### Stated exercise
Set down every one of the following records line for line, keeping each character as it stands.

### The data
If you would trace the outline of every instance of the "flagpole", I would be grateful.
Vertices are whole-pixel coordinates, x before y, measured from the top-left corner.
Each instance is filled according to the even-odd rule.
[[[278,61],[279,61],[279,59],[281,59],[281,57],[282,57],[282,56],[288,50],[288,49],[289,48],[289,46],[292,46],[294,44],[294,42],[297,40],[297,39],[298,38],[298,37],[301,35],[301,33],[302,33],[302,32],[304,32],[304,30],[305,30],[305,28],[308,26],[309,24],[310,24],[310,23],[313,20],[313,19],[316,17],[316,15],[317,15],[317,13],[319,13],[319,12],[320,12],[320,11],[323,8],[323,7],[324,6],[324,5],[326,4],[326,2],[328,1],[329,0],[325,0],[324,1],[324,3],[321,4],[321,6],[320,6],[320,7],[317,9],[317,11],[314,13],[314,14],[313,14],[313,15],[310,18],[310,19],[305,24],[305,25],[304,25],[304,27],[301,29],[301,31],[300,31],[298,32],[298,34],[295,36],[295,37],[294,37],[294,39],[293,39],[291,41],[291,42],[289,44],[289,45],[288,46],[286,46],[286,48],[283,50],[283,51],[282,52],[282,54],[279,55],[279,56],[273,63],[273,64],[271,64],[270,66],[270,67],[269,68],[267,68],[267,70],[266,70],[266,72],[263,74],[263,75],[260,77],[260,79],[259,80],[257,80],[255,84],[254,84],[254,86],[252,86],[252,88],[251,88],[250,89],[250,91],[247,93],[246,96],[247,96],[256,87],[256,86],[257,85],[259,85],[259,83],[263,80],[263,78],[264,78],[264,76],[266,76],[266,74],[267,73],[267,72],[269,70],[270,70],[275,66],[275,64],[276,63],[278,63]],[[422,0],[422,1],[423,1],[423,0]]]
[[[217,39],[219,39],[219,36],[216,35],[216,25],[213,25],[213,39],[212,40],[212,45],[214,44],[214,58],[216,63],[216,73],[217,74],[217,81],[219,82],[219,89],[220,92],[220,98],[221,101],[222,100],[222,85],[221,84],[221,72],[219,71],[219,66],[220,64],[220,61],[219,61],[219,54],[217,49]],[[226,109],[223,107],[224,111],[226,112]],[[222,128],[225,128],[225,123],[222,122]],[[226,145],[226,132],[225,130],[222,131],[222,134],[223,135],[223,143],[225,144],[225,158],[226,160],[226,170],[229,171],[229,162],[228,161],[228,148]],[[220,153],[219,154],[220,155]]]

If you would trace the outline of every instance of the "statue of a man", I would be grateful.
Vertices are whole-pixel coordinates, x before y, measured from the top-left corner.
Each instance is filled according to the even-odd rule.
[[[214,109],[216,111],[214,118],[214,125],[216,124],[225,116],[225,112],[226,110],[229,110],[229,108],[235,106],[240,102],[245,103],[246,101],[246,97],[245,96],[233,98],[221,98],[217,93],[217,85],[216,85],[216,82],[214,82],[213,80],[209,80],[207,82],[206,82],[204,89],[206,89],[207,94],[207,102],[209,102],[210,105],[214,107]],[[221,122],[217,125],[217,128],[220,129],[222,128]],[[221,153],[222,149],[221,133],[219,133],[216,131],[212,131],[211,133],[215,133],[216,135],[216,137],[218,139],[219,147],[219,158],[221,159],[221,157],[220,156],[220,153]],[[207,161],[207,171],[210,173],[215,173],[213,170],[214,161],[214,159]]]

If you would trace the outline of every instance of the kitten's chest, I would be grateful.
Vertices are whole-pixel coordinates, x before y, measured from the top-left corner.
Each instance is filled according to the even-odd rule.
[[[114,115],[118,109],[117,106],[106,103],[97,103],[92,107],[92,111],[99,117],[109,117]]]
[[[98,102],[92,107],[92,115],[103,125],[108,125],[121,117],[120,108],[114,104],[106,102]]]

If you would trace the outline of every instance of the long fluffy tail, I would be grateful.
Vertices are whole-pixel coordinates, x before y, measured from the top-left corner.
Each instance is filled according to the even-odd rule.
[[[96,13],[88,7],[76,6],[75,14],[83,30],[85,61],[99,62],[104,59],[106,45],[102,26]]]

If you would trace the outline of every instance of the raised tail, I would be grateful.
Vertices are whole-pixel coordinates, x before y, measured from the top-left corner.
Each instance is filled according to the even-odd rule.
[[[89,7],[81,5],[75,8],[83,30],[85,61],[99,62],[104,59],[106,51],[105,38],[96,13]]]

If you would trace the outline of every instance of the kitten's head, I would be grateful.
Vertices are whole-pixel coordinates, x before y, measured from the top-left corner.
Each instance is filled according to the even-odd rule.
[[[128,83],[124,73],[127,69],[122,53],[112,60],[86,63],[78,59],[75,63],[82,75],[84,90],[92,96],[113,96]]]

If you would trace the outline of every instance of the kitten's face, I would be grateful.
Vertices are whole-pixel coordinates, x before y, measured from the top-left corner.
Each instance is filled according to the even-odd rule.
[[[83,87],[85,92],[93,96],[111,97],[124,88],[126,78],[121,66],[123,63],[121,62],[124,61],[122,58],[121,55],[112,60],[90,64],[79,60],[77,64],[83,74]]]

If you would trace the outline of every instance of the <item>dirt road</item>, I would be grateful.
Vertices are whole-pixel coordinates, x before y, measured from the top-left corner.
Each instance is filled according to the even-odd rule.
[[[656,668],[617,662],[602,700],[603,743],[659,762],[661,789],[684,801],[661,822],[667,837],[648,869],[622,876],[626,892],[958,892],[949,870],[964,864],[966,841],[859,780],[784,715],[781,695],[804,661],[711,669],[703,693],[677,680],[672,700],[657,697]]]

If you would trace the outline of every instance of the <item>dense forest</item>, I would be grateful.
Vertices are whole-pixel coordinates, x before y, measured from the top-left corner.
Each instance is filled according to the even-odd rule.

### Result below
If you would trace the outline of every instance of the "flagpole", I would be grateful.
Vertices are whole-pixel coordinates, x before y, measured from the top-left corner.
Each instance is filled according to the even-odd rule.
[[[278,61],[279,61],[279,59],[281,59],[281,57],[282,57],[282,56],[288,50],[288,49],[289,48],[289,46],[292,46],[294,44],[294,42],[297,40],[297,39],[298,38],[298,37],[301,35],[301,33],[302,33],[302,32],[304,32],[304,30],[305,30],[305,28],[308,26],[309,24],[310,24],[310,23],[313,20],[313,19],[316,17],[316,15],[317,15],[317,13],[319,13],[319,12],[320,12],[320,11],[323,8],[323,7],[324,6],[324,5],[326,4],[326,2],[328,1],[329,0],[325,0],[324,1],[324,3],[321,4],[321,6],[320,6],[320,7],[317,9],[317,11],[314,13],[314,14],[313,14],[313,15],[310,18],[310,19],[305,24],[305,25],[304,25],[304,27],[301,29],[301,31],[300,31],[298,32],[298,34],[295,36],[295,37],[294,37],[294,39],[293,39],[291,41],[291,42],[289,44],[289,45],[288,46],[286,46],[286,48],[283,50],[283,51],[282,52],[282,54],[279,55],[279,56],[273,63],[273,64],[271,64],[270,66],[270,67],[269,68],[267,68],[267,70],[266,70],[266,72],[263,74],[263,75],[260,77],[260,79],[259,80],[257,80],[255,84],[254,84],[254,86],[252,86],[252,88],[251,88],[250,89],[250,91],[247,93],[246,96],[247,96],[256,87],[256,86],[257,85],[259,85],[259,83],[263,80],[263,78],[264,78],[264,76],[266,76],[266,74],[267,73],[267,72],[269,70],[270,70],[275,66],[275,64],[276,63],[278,63]],[[422,0],[422,1],[423,1],[423,0]]]
[[[217,39],[219,39],[219,36],[216,35],[216,25],[213,25],[213,39],[212,40],[212,45],[214,44],[214,58],[216,63],[216,73],[217,74],[217,81],[219,82],[219,89],[220,92],[220,98],[221,101],[222,100],[222,85],[221,84],[221,72],[219,71],[219,66],[220,64],[220,61],[219,61],[219,54],[217,49]],[[226,109],[223,107],[224,111],[226,112]],[[222,128],[225,128],[225,123],[222,122]],[[226,145],[226,132],[225,130],[222,131],[222,134],[223,135],[223,143],[225,144],[225,158],[226,160],[226,170],[229,171],[229,162],[228,161],[228,148]],[[220,153],[219,154],[220,155]]]

If you would trace the outline of every instance of the "statue of a man", I would be grateful.
Vertices are whole-pixel coordinates, x before y, measured from the top-left corner.
Each instance is filled according to the even-odd rule.
[[[214,109],[216,111],[214,118],[214,125],[216,124],[225,116],[225,112],[226,110],[229,110],[229,108],[235,106],[240,102],[245,103],[246,101],[246,97],[245,96],[233,98],[221,98],[217,93],[217,85],[216,85],[216,82],[214,82],[213,80],[209,80],[207,82],[206,82],[204,89],[206,89],[207,94],[207,102],[209,102],[210,105],[214,107]],[[221,122],[217,125],[217,128],[220,129],[222,128]],[[221,153],[222,149],[221,133],[219,133],[216,131],[212,131],[211,133],[215,133],[216,135],[216,137],[218,139],[219,147],[219,158],[221,159],[221,157],[220,156],[220,153]],[[207,161],[207,171],[210,173],[215,173],[213,170],[214,161],[214,159]]]

If you would trace the outline of every instance of the kitten's chest, I would be grateful.
Vertices are whole-pixel coordinates, x before y, measured from the top-left corner.
Each instance is filled according to the even-odd rule.
[[[114,115],[118,109],[117,106],[106,103],[97,103],[92,107],[92,111],[99,117],[109,117]]]
[[[98,102],[92,107],[92,115],[103,125],[108,125],[121,117],[120,108],[114,104],[106,102]]]

If you would trace the outline of every instance of the long fluffy tail, I would be grateful.
Vertices are whole-pixel coordinates, x before y, measured from the top-left corner.
Each instance is filled according to the even-odd rule.
[[[96,13],[88,7],[76,6],[75,14],[83,30],[85,61],[99,62],[104,59],[106,45],[102,26]]]

If you would trace the outline of every instance of the raised tail, I would be grateful.
Vertices are whole-pixel coordinates, x before y, measured from the top-left corner.
Each instance is filled according to the even-odd rule.
[[[89,7],[81,5],[75,8],[83,30],[85,61],[99,62],[104,59],[106,51],[105,38],[96,13]]]

If you would trace the outline of every instance of the kitten's head, I would be grateful.
Vertices are whole-pixel coordinates, x before y, measured from the top-left corner.
Each instance is filled according to the even-odd rule.
[[[128,83],[124,73],[127,69],[122,53],[112,60],[86,63],[78,59],[75,63],[82,75],[84,90],[92,96],[113,96]]]

If you would trace the outline of every instance of the kitten's face, I would be grateful.
Vertices are whole-pixel coordinates, x before y, measured from the top-left corner.
Each instance is filled according to the even-odd rule.
[[[83,87],[85,92],[93,96],[111,97],[124,88],[126,78],[121,66],[123,63],[121,62],[124,61],[122,58],[121,55],[112,60],[90,64],[79,60],[77,64],[83,74]]]

If you would trace the outline of every instance of the <item>dirt road</item>, I would be grateful.
Vertices are whole-pixel coordinates, x before y, measured from the top-left corner.
Each instance is filled according to the even-odd rule.
[[[656,668],[617,662],[602,700],[603,743],[659,762],[661,789],[684,801],[661,822],[667,837],[648,869],[622,876],[626,892],[958,892],[949,870],[964,864],[966,841],[859,780],[784,715],[781,695],[804,661],[711,669],[703,693],[677,680],[672,700],[657,697]]]

If you would trace the outline of every instance of the <item>dense forest</item>, I would be grateful.
Vertices are whole-pixel coordinates, x before y, measured from the top-left corner.
Each instance is filled according to the even-odd rule.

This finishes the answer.